# PROVIDED TEXT:
____________________

The nucleation process only happens around the cement particles in the plain CAC paste, and hydrates are therefore formed around the cement particles [24], creating the petal-shaped microstructure. However, the SiO₂ nanoparticles are dispersed not only around the cement particles, but also in the pores between the cement particles [10,18]. Therefore, due to the nucleation effect and wide distribution of the SiO₂ nanoparticles, the hydrates are formed around the cement particles and pores, leading to the compact structure in the paste. The compact structure also restrains the growth of hydrates, leading to the small amount of hydrates in the CAC paste with CS.

3.2. Thermal Analysis

The Thermogravimetry-Differential scanning calorimetry (DSC-TG) curves for CAC paste without and with 100 wt.% CS after 24 h hydration are presented in Figure 4. Figure 4a shows the different peaks for the two kinds of pastes. In detail, it shows four endothermic peaks in the vicinity of 100 °C, 160 °C, 260 °C and 300 °C for the CAC paste without CS. In contrast, no obvious endothermic peaks are observed in the CAC paste with CS. With increasing temperature, the hydrate transformation can be observed as follows. When the temperature is below 21 °C, the main hydrate is CAH₁₀; as the temperature rises to above 21 °C but below 35 °C, CAH₁₀ is transformed into C₂AH₈ and AH₃. As the temperature continuously increases to 35 °C, both CAH₁₀ and C₂AH₈ is transformed into C₃AH₆ and AH₃ [24,25]. Therefore, during the heating process in the thermal analysis, the above dehydration processes are generated and their crystal water in the hydrates is lost below 100 °C. While C₂AH₈ decomposes at about 160 °C, AH₃ loses its molecules in the form of water vapor at 260 °C, and C₃AH₆ decomposes at 300 °C by the following Equations (1)–(3).

$${\mathrm{AH}}_3\to \mathrm{A}+3\mathrm{H}$$

(1)

$${3\mathrm{C}}_2{\mathrm{AH}}_8\to {2\mathrm{C}}_3{\mathrm{AH}}_6{+\mathrm{AH}}_3+9\mathrm{H}$$

(2)

$${7\mathrm{C}}_3{\mathrm{AH}}_6\to {\mathrm{C}}_{12}{\mathrm{A}}_7+9\mathrm{CH}+32\mathrm{H}$$

(3)

However, no obvious endothermic peaks in the CAC paste with CS can be ascribed to the exothermic reaction of SiO₂ nanoparticles during the heating process. The SiO₂ nanoparticles are apt to agglomerate to reduce the surface energy in the heating process, releasing a lot of heat. The heat releasing capacity for the SiO₂ nanoparticle agglomeration may be much more than the heat absorption capacity of the hydrate decomposition [22], so exothermic peaks instead of endothermic peaks can be seen in Figure 4a.

The TG curves in Figure 4b show that the weight loss of plain CAC paste is 27.1%, which is higher than that of CAC paste with CS. Because the free water in the pastes has been volatilized in the freeze drying process, the weight loss of the paste is mainly due to the dehydration of the hydrate; therefore the TG curves indicate that there are few hydrates in the CAC paste with CS. In other words, the late stage of the CAC hydration process is inhibited by CS, leading to fewer hydrates in the paste.

____________________

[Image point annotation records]
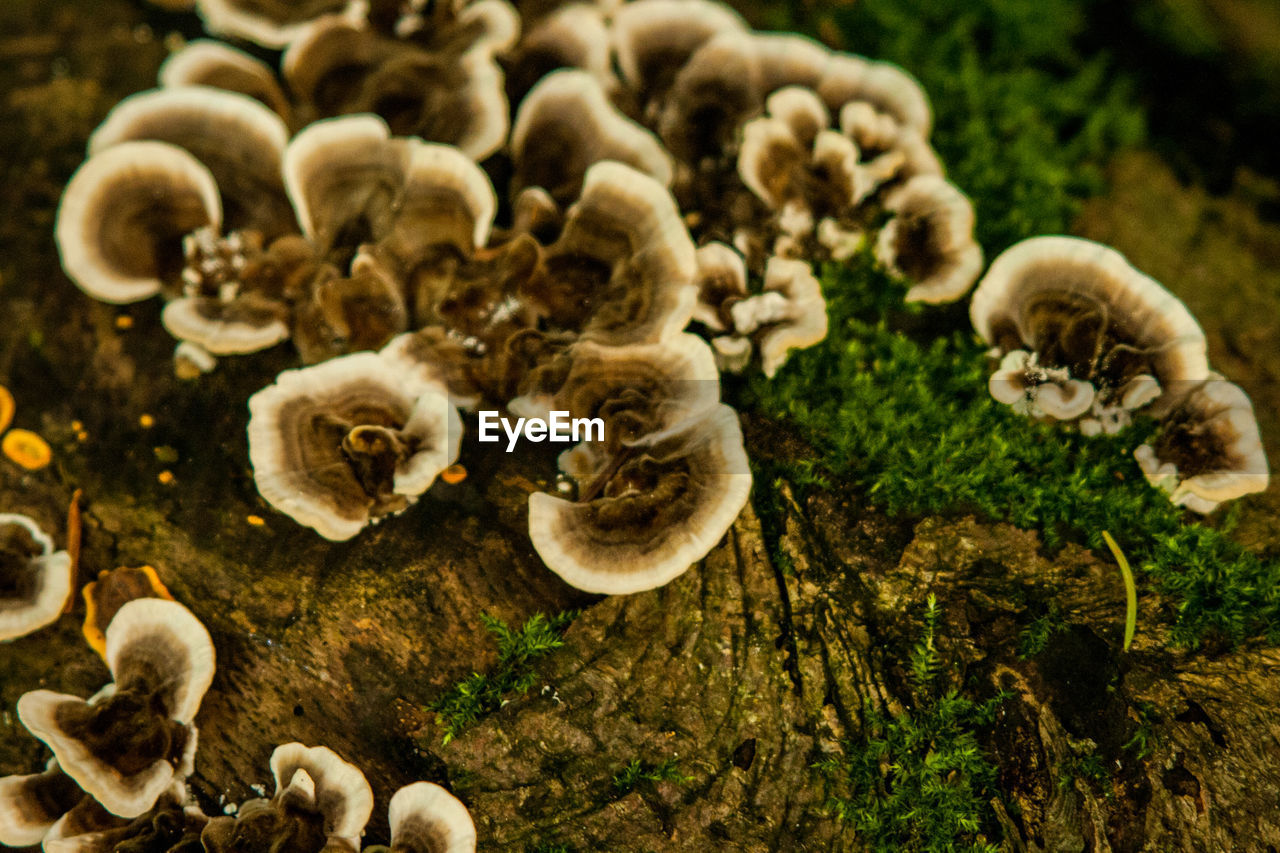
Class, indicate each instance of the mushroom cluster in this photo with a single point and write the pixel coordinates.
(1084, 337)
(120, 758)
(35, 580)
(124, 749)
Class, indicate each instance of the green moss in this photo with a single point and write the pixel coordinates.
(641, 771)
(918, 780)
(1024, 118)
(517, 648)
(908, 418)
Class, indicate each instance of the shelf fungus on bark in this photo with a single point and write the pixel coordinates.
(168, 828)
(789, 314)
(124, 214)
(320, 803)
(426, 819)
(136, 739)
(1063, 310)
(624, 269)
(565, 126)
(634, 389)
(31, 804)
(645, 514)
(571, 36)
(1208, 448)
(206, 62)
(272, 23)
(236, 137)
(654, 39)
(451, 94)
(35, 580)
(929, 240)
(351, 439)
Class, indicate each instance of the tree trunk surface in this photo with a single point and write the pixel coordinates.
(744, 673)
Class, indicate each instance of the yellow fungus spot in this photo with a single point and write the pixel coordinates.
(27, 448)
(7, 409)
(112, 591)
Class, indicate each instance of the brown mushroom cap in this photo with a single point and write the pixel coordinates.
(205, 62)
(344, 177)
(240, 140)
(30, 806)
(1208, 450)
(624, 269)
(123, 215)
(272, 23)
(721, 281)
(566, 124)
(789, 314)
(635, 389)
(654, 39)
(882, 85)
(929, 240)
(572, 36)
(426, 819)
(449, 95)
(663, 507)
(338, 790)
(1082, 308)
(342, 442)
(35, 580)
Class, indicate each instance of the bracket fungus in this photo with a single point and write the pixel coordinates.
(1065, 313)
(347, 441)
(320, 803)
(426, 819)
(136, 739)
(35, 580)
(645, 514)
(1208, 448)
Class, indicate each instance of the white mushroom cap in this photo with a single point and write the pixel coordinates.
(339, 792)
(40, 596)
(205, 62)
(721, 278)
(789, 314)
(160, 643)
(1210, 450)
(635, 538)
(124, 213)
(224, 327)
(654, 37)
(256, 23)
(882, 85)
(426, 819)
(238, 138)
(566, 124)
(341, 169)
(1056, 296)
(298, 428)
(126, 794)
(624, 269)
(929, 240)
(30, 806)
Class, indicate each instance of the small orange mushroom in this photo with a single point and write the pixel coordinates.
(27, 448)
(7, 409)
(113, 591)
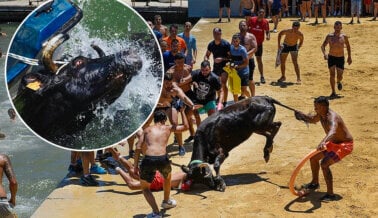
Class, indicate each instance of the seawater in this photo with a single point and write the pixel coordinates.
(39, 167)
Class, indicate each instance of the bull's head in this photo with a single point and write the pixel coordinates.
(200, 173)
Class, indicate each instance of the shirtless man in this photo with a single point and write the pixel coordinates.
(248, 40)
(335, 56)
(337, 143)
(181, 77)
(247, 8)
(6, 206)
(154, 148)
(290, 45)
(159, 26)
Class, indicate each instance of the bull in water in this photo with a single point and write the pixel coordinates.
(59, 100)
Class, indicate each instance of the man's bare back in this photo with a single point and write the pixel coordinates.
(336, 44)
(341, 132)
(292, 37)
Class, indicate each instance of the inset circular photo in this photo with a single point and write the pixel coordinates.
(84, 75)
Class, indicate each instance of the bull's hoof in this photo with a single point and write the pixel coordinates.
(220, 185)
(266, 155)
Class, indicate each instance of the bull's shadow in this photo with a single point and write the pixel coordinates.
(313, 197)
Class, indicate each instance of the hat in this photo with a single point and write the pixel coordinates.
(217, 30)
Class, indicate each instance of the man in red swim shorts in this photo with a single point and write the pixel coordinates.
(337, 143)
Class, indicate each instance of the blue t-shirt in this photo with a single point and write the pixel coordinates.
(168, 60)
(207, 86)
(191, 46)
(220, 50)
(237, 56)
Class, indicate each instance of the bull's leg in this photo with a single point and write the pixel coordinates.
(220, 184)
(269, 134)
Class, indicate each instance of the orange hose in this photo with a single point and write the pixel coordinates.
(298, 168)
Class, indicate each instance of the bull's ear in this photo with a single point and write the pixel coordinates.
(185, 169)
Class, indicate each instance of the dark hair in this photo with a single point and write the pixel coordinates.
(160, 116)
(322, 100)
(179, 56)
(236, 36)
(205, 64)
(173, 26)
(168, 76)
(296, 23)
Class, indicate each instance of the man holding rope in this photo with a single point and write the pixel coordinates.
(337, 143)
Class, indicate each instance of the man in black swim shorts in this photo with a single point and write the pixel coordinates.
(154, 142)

____________________

# TASK DETAILS:
In the cement paste text, from "The TG curves in Figure" up to and including "hydrates in the paste.", replace "freeze drying" with "oven drying". Rely only on the cement paste text when answering.

# CORRECT RESPONSE:
The TG curves in Figure 4b show that the weight loss of plain CAC paste is 27.1%, which is higher than that of CAC paste with CS. Because the free water in the pastes has been volatilized in the oven drying process, the weight loss of the paste is mainly due to the dehydration of the hydrate; therefore the TG curves indicate that there are few hydrates in the CAC paste with CS. In other words, the late stage of the CAC hydration process is inhibited by CS, leading to fewer hydrates in the paste.